(Coordinate annotation entries)
——
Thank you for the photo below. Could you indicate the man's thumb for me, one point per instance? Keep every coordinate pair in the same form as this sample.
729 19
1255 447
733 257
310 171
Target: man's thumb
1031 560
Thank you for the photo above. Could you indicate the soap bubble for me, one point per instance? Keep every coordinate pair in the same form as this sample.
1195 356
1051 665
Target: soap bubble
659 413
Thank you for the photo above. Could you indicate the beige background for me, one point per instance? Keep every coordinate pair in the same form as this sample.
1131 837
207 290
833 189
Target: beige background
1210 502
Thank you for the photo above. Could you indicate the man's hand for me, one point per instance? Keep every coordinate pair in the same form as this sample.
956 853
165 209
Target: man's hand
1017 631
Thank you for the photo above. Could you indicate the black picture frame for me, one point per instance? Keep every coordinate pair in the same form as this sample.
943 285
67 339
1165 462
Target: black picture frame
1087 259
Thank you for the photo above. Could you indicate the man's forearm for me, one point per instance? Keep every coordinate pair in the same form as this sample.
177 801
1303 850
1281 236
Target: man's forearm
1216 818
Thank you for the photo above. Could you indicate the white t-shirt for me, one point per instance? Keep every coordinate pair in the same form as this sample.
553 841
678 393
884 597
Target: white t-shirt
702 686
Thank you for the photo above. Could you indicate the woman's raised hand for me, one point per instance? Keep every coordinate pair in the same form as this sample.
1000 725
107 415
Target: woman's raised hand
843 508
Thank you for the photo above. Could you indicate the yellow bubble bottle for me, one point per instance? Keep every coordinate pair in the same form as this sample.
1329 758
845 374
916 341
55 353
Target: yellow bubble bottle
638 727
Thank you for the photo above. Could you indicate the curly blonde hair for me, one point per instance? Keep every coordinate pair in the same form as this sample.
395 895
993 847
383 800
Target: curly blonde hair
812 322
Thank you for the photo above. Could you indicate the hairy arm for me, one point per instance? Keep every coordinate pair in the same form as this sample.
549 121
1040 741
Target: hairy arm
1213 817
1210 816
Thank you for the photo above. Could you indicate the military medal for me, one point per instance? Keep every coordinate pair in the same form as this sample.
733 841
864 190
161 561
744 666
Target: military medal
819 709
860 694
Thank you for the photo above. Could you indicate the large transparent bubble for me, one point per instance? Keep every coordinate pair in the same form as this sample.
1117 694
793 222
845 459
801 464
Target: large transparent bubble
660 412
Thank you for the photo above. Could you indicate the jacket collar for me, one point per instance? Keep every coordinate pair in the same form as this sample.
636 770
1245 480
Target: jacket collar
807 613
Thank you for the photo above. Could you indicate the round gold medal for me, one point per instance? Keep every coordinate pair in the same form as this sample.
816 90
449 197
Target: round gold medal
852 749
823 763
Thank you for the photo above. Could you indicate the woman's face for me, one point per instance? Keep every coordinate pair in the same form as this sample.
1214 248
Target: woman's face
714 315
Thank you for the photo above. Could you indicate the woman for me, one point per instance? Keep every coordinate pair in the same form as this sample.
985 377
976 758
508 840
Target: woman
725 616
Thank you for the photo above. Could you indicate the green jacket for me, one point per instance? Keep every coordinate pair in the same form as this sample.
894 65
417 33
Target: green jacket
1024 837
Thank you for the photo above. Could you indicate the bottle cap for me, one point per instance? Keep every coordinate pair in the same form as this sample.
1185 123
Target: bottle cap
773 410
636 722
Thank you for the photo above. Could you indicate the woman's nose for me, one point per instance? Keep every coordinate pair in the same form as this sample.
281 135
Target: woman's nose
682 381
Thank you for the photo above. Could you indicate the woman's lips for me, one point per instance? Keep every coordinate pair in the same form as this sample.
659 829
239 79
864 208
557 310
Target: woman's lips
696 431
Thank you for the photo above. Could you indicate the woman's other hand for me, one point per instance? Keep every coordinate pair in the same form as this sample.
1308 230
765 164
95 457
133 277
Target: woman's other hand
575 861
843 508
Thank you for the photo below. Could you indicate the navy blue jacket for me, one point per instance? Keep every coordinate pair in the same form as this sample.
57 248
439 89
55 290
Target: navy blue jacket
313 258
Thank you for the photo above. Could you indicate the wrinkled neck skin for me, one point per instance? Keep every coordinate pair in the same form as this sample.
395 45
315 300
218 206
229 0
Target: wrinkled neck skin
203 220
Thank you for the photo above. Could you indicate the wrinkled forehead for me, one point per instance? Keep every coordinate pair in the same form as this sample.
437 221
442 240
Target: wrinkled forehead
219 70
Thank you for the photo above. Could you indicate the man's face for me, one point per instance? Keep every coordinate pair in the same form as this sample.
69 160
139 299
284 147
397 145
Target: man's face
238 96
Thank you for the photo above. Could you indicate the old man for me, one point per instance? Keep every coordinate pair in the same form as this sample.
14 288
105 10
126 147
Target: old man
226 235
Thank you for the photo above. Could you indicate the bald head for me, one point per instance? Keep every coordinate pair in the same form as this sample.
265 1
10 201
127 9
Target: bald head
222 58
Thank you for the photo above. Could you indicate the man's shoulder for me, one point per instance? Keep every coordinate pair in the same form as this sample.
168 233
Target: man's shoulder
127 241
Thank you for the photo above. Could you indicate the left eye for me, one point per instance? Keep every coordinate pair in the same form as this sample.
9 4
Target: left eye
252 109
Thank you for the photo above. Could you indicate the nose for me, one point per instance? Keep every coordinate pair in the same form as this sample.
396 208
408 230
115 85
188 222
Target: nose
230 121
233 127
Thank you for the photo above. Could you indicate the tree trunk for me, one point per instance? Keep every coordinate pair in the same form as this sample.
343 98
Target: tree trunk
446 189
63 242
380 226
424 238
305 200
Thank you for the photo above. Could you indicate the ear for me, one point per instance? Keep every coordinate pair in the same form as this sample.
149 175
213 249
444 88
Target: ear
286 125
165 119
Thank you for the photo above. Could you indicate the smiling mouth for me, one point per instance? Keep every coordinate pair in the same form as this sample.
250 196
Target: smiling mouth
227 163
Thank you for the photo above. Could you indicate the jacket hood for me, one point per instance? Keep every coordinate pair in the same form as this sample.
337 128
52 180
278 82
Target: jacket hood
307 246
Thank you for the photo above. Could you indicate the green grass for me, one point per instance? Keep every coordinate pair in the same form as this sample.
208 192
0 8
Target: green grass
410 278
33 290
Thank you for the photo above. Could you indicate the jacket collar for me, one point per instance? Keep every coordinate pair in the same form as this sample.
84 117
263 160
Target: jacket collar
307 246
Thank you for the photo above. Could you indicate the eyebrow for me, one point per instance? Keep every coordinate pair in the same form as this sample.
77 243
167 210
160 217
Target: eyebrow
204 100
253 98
——
> [Goal]
Print exactly the lines from the one with "Thank you for the photo above. Could you indicate the tree" through the end of the data, inclusive.

> [The solution]
Thank you for the photo above. Could you indicate the tree trunk for me, one point per instance? Keep every coordinate pair in the same form as this sample.
343 98
Target: tree trunk
446 189
63 242
380 226
424 238
305 200
Thank you for the photo above. Could you indicate the ear for me, one point per instance? Keep every coordinate pair in the same form as this sample.
149 175
213 249
444 88
Target: ear
286 125
165 119
Thank you for the photo above. Could you indicate the smiling mouth for me, one point per instance? Keep every coordinate pair in the same form as this sample.
250 196
Target: smiling mouth
227 163
Thank you for the photo above. Could you indicate the jacket hood for me, one point per instance? Keep every coordinate pair in the same form as this sample.
337 128
52 180
278 82
Target: jacket hood
307 246
Thank you for the photo above. Could you indicate the green grass for me, one point per instance? Keep every coordinate pair in the same form as this sample.
208 192
0 8
Target: green grass
410 278
33 290
Thank you for the photo above. Could you indicate the jacket collar for me, one point per instance? Keep every coordinate pair in the same form as this sample.
84 117
263 160
Target: jacket collar
307 246
Thank you for the photo above. Could you indicate the eyebrow for me, one point per instance? Keep every coordinate pair in the same form as this sample.
77 243
167 210
160 217
Target: eyebrow
204 100
253 98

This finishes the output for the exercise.